Position identification records:

* * * * * * *

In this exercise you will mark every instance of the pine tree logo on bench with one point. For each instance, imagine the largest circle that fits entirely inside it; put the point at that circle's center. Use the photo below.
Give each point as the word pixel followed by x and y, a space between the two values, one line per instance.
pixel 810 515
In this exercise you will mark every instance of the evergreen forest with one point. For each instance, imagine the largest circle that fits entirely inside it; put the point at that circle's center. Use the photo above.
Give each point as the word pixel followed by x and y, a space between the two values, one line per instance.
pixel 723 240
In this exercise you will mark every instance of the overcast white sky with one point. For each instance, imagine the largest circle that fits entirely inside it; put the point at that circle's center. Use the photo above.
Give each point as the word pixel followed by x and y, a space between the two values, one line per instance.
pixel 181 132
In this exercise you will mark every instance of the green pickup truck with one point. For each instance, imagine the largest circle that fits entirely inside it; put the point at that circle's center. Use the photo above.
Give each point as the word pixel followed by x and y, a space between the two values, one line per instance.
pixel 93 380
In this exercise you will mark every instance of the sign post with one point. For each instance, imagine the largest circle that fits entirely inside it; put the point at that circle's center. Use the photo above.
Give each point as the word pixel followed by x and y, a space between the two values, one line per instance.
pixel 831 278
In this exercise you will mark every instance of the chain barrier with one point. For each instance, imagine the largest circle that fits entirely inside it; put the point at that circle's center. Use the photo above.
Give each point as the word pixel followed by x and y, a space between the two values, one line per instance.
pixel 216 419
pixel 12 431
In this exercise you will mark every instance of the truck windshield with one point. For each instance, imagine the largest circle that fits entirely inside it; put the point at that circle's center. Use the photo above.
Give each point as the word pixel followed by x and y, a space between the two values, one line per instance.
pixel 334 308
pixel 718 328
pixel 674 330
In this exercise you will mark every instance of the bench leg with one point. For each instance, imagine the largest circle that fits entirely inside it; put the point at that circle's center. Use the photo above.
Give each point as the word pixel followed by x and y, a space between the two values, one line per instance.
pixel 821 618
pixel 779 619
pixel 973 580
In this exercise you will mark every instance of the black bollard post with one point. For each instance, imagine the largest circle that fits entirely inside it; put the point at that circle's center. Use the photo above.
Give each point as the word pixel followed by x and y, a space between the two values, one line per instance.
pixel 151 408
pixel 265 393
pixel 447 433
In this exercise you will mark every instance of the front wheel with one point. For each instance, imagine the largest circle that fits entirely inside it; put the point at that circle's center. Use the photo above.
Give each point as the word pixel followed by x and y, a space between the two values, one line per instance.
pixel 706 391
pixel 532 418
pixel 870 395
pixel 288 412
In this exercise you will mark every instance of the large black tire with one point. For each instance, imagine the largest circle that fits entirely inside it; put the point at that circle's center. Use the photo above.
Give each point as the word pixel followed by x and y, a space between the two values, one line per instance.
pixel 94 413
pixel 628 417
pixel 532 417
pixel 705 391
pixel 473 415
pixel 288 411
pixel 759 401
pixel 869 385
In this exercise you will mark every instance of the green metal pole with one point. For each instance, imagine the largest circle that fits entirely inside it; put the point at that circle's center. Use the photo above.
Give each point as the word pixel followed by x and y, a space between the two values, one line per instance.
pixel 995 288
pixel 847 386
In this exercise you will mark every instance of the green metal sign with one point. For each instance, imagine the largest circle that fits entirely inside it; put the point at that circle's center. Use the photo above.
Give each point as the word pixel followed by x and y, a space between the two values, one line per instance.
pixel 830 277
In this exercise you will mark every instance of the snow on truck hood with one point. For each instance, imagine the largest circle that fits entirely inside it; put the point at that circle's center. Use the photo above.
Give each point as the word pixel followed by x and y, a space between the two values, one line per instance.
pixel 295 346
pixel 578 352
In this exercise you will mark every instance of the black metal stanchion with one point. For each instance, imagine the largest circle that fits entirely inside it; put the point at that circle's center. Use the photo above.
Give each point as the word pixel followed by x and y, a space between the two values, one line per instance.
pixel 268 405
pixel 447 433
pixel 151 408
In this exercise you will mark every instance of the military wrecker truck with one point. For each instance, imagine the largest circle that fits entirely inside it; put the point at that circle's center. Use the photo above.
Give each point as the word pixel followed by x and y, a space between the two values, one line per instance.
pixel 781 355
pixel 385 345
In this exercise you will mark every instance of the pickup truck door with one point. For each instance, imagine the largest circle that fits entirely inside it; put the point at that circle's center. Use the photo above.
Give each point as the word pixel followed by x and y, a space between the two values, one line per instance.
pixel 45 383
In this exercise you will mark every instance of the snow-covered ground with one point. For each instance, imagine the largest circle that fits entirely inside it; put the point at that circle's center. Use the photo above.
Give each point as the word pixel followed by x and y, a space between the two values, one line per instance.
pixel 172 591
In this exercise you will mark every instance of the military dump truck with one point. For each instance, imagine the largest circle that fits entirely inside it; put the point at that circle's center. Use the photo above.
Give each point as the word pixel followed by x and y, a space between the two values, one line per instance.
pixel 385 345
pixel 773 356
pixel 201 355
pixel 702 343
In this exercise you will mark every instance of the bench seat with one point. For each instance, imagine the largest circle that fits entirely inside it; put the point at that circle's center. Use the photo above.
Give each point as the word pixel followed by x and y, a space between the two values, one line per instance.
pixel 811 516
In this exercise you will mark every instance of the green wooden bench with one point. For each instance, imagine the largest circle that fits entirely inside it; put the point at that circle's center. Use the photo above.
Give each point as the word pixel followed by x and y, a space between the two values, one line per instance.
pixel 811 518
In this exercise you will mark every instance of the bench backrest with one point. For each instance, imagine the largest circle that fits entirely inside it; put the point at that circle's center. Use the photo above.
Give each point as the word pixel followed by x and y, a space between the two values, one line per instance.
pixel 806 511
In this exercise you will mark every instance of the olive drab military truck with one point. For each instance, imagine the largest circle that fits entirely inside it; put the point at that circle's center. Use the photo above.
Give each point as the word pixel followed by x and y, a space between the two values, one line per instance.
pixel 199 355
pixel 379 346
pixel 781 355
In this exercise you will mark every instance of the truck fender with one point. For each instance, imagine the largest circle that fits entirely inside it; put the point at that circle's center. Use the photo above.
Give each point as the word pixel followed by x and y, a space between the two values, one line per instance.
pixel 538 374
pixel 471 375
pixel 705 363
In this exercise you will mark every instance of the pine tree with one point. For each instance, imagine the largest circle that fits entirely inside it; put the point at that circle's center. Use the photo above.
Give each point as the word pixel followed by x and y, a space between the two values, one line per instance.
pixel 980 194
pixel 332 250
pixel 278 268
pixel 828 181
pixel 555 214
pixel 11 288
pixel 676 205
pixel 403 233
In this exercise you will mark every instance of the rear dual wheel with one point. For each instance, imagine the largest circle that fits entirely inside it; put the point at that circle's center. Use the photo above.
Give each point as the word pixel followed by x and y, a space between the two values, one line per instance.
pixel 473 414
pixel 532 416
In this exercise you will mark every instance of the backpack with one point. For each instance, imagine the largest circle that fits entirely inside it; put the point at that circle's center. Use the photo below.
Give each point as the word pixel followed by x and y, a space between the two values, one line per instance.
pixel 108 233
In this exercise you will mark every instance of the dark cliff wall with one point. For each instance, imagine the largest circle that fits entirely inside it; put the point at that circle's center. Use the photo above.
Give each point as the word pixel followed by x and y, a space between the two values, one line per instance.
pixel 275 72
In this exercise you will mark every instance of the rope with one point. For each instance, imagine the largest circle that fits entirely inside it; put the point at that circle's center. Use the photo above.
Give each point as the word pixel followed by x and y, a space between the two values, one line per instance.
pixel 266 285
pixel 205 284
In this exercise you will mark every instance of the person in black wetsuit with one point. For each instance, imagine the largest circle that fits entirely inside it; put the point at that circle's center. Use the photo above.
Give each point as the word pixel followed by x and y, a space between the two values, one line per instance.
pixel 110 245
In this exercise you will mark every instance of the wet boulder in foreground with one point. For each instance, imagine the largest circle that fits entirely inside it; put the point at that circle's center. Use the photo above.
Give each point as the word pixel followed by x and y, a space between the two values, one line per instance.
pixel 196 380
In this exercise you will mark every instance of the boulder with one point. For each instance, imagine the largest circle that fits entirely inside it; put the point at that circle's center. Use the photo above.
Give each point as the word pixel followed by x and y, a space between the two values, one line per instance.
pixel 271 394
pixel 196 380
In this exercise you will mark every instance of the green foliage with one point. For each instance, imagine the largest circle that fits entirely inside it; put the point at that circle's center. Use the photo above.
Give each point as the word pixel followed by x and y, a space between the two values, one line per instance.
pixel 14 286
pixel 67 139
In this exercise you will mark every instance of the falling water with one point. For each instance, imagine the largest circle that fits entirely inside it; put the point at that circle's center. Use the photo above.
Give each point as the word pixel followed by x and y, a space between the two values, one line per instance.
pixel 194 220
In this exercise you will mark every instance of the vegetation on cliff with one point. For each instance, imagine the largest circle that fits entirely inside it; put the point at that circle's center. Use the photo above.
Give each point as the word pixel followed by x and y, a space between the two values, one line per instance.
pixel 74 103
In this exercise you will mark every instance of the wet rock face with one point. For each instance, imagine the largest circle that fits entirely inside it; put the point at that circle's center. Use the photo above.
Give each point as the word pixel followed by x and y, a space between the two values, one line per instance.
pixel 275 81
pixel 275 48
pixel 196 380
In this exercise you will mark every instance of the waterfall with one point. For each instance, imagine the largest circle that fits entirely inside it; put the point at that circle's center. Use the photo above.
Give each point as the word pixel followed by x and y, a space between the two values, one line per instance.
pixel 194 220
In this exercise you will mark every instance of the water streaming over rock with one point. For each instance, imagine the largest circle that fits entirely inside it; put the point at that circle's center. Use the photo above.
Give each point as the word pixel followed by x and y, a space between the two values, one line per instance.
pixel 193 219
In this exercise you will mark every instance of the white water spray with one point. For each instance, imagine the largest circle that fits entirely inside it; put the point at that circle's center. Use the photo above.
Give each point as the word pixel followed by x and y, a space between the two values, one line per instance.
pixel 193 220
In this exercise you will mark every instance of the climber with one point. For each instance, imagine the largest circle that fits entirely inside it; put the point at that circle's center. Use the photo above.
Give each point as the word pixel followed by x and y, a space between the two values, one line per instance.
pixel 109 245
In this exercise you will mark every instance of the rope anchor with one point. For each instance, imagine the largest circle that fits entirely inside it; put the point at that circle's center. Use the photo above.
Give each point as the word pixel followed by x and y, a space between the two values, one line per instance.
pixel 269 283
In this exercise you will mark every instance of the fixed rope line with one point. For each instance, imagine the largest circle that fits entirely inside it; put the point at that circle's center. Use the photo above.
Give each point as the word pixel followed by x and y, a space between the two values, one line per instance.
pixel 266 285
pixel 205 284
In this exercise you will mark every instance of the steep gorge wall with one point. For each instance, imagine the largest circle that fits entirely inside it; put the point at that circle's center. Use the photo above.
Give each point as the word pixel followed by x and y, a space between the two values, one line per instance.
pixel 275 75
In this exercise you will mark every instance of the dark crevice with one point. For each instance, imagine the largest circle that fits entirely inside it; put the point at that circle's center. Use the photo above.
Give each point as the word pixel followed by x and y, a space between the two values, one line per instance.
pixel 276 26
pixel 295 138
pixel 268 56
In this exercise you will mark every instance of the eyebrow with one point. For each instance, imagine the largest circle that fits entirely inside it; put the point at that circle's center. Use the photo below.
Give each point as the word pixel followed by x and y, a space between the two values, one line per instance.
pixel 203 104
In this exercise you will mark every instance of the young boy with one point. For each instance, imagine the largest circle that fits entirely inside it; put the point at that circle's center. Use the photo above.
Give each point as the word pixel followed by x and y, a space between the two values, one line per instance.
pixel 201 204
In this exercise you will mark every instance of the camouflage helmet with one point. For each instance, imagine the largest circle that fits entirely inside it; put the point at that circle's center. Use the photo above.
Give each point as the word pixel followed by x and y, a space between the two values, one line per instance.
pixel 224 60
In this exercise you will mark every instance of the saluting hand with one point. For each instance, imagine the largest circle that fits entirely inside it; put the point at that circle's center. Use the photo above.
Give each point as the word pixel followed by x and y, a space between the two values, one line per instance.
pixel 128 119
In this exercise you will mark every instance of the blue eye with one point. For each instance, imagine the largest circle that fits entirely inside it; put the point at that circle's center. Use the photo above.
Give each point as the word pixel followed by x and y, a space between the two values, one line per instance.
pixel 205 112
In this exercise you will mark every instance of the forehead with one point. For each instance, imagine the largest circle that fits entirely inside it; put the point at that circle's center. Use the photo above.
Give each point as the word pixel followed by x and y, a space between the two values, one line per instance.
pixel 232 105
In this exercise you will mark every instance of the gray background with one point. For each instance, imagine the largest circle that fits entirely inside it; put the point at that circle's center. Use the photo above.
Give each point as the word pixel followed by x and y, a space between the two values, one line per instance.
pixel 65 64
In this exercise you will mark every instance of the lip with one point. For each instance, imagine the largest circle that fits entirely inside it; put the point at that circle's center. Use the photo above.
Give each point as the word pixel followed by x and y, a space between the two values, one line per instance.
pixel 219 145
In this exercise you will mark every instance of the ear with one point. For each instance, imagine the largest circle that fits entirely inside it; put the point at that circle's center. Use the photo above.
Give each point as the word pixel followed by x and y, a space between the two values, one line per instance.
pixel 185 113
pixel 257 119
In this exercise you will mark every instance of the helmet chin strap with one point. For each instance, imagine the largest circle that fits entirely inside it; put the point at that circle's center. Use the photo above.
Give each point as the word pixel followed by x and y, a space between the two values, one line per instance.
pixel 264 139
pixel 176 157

* * * * * * *

| INSTRUCTION |
Write out the lines of the records exactly as they stand, starting at the line that contains "the wet rock" and ending at the line that contains "pixel 193 220", with both of those lines included.

| WRITTEN ANSWER |
In this exercise you will mark every instance of the wet rock face with one point. For each instance, imagine the largest circle that fits entirely inside it; put the point at that circle's center. Use the photo above.
Give each point as the word pixel followed by x and y, a space between the two values, one line per instance.
pixel 275 81
pixel 275 48
pixel 196 380
In this exercise you will mark every instance of the waterfall with one point. For each instance, imagine the largest circle that fits entirely inside it; put the point at that circle's center. Use the photo above.
Give each point as the word pixel followed by x and y, a space between the two values, one line per instance.
pixel 194 220
In this exercise you will mark every instance of the water streaming over rock with one point. For each instance, imagine the largest circle that fits entirely inside it; put the point at that circle's center. Use the photo above.
Give each point as the word pixel followed by x and y, a space between the two values, one line per instance.
pixel 193 219
In this exercise you will mark every instance of the white water spray with one point. For each instance, imagine the largest circle that fits entirely inside it; put the point at that circle's center. Use the photo above.
Give each point as the word pixel followed by x and y, a space between the two values, one line per instance.
pixel 193 220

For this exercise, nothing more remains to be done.